A word-for-word reproduction of the data below is needed, with no pictures in it.

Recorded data
* * * *

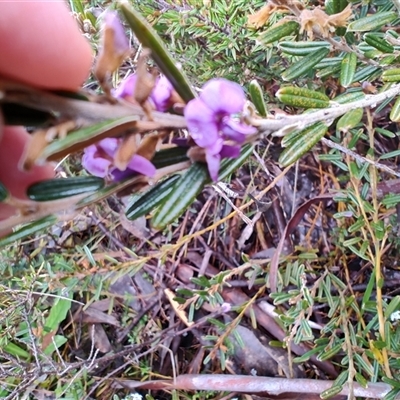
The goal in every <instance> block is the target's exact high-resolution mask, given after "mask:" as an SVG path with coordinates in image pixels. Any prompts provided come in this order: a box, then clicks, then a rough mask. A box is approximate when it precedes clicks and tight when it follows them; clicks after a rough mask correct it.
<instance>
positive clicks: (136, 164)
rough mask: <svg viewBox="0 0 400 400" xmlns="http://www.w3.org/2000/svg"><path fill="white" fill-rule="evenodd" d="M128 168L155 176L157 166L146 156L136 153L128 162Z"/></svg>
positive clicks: (142, 172) (130, 169)
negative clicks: (148, 159) (131, 158)
mask: <svg viewBox="0 0 400 400" xmlns="http://www.w3.org/2000/svg"><path fill="white" fill-rule="evenodd" d="M128 168H129V169H130V170H132V171H136V172H139V174H142V175H146V176H150V177H153V176H154V175H155V174H156V167H155V166H154V165H153V164H152V163H151V162H150V161H149V160H147V159H146V158H144V157H142V156H139V155H138V154H135V155H134V156H133V157H132V159H131V161H129V163H128Z"/></svg>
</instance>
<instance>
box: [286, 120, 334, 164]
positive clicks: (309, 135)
mask: <svg viewBox="0 0 400 400" xmlns="http://www.w3.org/2000/svg"><path fill="white" fill-rule="evenodd" d="M327 131H328V127H327V126H326V125H325V124H324V123H323V122H317V123H316V124H313V125H311V126H309V127H308V128H306V129H304V130H303V131H301V132H300V133H299V135H298V138H297V140H293V141H291V142H290V145H288V147H286V148H285V149H284V150H283V152H282V153H281V155H280V157H279V163H280V164H281V165H282V166H283V167H286V166H288V165H291V164H293V163H294V162H296V161H297V160H298V159H299V158H300V157H302V156H303V155H304V154H305V153H307V152H308V151H309V150H310V149H311V148H312V147H313V146H314V145H315V144H316V143H318V142H319V141H320V140H321V138H322V137H323V136H324V135H325V133H326V132H327Z"/></svg>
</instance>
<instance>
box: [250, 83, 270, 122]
mask: <svg viewBox="0 0 400 400" xmlns="http://www.w3.org/2000/svg"><path fill="white" fill-rule="evenodd" d="M249 93H250V98H251V101H252V102H253V104H254V106H255V107H256V110H257V111H258V113H259V114H260V115H261V116H262V117H266V116H267V107H266V105H265V101H264V96H263V92H262V89H261V86H260V84H259V83H258V82H257V81H256V80H255V79H253V80H252V81H251V82H250V85H249Z"/></svg>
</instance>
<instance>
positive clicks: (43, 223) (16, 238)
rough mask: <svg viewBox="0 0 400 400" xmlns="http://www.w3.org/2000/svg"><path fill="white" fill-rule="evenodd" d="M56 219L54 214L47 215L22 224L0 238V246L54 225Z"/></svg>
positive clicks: (12, 241) (56, 221)
mask: <svg viewBox="0 0 400 400" xmlns="http://www.w3.org/2000/svg"><path fill="white" fill-rule="evenodd" d="M57 220H58V218H57V217H56V216H55V215H49V216H47V217H44V218H41V219H39V220H38V221H35V222H32V223H30V224H27V225H24V226H23V227H22V228H19V229H18V230H16V231H15V232H13V233H10V234H9V235H7V236H5V237H3V238H1V239H0V247H3V246H7V245H9V244H11V243H14V242H15V241H17V240H21V239H24V238H26V237H27V236H31V235H34V234H35V233H36V232H38V231H41V230H43V229H45V228H48V227H49V226H52V225H54V224H55V223H56V222H57Z"/></svg>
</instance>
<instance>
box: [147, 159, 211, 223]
mask: <svg viewBox="0 0 400 400" xmlns="http://www.w3.org/2000/svg"><path fill="white" fill-rule="evenodd" d="M209 179H210V178H209V174H208V169H207V165H206V164H202V163H194V164H192V166H191V167H190V168H189V169H188V170H187V171H186V173H184V174H182V175H181V177H180V179H179V180H178V181H177V182H175V185H174V187H173V189H172V193H171V194H170V195H169V196H168V197H167V198H166V200H165V202H164V203H163V204H161V206H160V208H159V209H158V210H157V211H156V213H155V214H154V216H153V218H152V221H151V224H152V226H153V227H154V228H156V229H162V228H164V227H165V226H167V225H168V224H170V223H171V222H173V221H174V220H175V219H176V218H178V217H179V216H180V215H181V214H183V213H184V212H185V211H186V209H187V208H188V207H189V206H190V204H192V202H193V201H194V199H195V198H196V196H197V195H198V194H199V193H200V192H201V191H202V189H203V187H204V186H205V184H206V183H207V182H208V181H209Z"/></svg>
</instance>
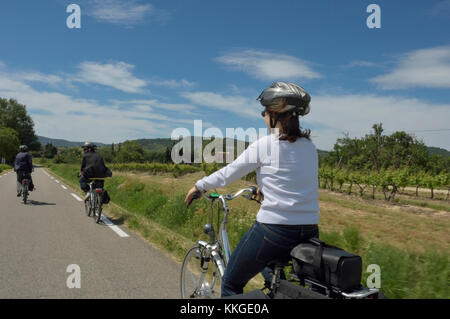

* * * *

**Finished task**:
The goal in every <instance> block is the target's exact high-resolution mask, given after "mask:" as an SVG path with coordinates in image pixels. Any prompts provided come in this order: a box, then clicks, then a rough mask. A box is approximate when it precedes clicks and tight when it follows them; clicks after a rough mask correct it.
<instance>
positive clicks: (136, 164)
rough mask: <svg viewBox="0 0 400 400" xmlns="http://www.w3.org/2000/svg"><path fill="white" fill-rule="evenodd" d="M128 168L155 176L157 166L146 156L136 153L128 162Z"/></svg>
positive clicks: (142, 172) (130, 169)
negative clicks: (148, 159) (131, 158)
mask: <svg viewBox="0 0 400 400" xmlns="http://www.w3.org/2000/svg"><path fill="white" fill-rule="evenodd" d="M128 168H129V169H130V170H132V171H136V172H139V174H142V175H146V176H150V177H153V176H154V175H155V174H156V167H155V166H154V165H153V164H152V163H151V162H150V161H149V160H147V159H146V158H144V157H142V156H139V155H138V154H135V155H134V156H133V157H132V159H131V161H129V163H128Z"/></svg>
</instance>
<instance>
box: [286, 120, 334, 164]
positive clicks: (309, 135)
mask: <svg viewBox="0 0 400 400" xmlns="http://www.w3.org/2000/svg"><path fill="white" fill-rule="evenodd" d="M327 131H328V127H327V126H326V125H325V124H324V123H323V122H317V123H316V124H313V125H311V126H309V127H308V128H306V129H304V130H303V131H301V132H300V133H299V135H298V138H297V140H293V141H291V142H290V145H288V147H286V148H285V149H284V150H283V152H282V153H281V155H280V157H279V163H280V164H281V165H282V166H283V167H286V166H288V165H291V164H293V163H294V162H296V161H297V160H298V159H299V158H300V157H302V156H303V155H304V154H305V153H307V152H308V151H309V150H310V149H311V148H312V147H313V146H314V145H315V144H316V143H318V142H319V141H320V140H321V138H322V137H323V136H324V135H325V133H326V132H327Z"/></svg>
</instance>
<instance>
box: [250, 83, 270, 122]
mask: <svg viewBox="0 0 400 400" xmlns="http://www.w3.org/2000/svg"><path fill="white" fill-rule="evenodd" d="M249 93H250V98H251V101H252V102H253V104H254V106H255V107H256V110H257V111H258V113H259V114H260V115H261V116H262V117H266V116H267V107H266V105H265V101H264V96H263V92H262V89H261V86H260V84H259V83H258V82H257V81H256V80H255V79H253V80H252V81H251V82H250V85H249Z"/></svg>
</instance>
<instance>
positive clicks: (43, 223) (16, 238)
rough mask: <svg viewBox="0 0 400 400" xmlns="http://www.w3.org/2000/svg"><path fill="white" fill-rule="evenodd" d="M56 219L54 214L47 215L22 224L0 238V246L54 225Z"/></svg>
positive clicks: (12, 241) (56, 221)
mask: <svg viewBox="0 0 400 400" xmlns="http://www.w3.org/2000/svg"><path fill="white" fill-rule="evenodd" d="M57 220H58V218H57V217H56V216H55V215H49V216H47V217H44V218H41V219H39V220H38V221H35V222H32V223H30V224H27V225H24V226H23V227H22V228H19V229H18V230H16V231H15V232H13V233H10V234H9V235H7V236H5V237H3V238H1V239H0V247H3V246H7V245H9V244H11V243H14V242H15V241H17V240H21V239H24V238H26V237H27V236H31V235H34V234H35V233H36V232H38V231H41V230H43V229H45V228H48V227H49V226H52V225H54V224H55V223H56V222H57Z"/></svg>
</instance>
<instance>
box: [147, 159, 211, 223]
mask: <svg viewBox="0 0 400 400" xmlns="http://www.w3.org/2000/svg"><path fill="white" fill-rule="evenodd" d="M209 179H210V178H209V174H208V169H207V165H206V164H202V163H194V164H192V166H191V167H190V168H189V169H188V170H187V171H186V173H184V174H182V175H181V177H180V179H179V180H178V181H177V182H175V185H174V187H173V189H172V193H171V194H170V195H169V196H168V197H167V198H166V200H165V202H164V203H163V204H161V206H160V208H159V209H158V210H157V211H156V213H155V214H154V216H153V218H152V221H151V224H152V226H153V227H154V228H156V229H162V228H164V227H165V226H167V225H168V224H170V223H171V222H173V221H174V220H175V219H176V218H178V217H179V216H180V215H181V214H183V213H184V212H185V211H186V209H187V208H188V207H189V206H190V204H192V202H193V201H194V199H195V198H196V196H197V195H198V194H199V193H200V192H201V191H202V189H203V187H204V186H205V184H206V183H207V182H208V181H209Z"/></svg>
</instance>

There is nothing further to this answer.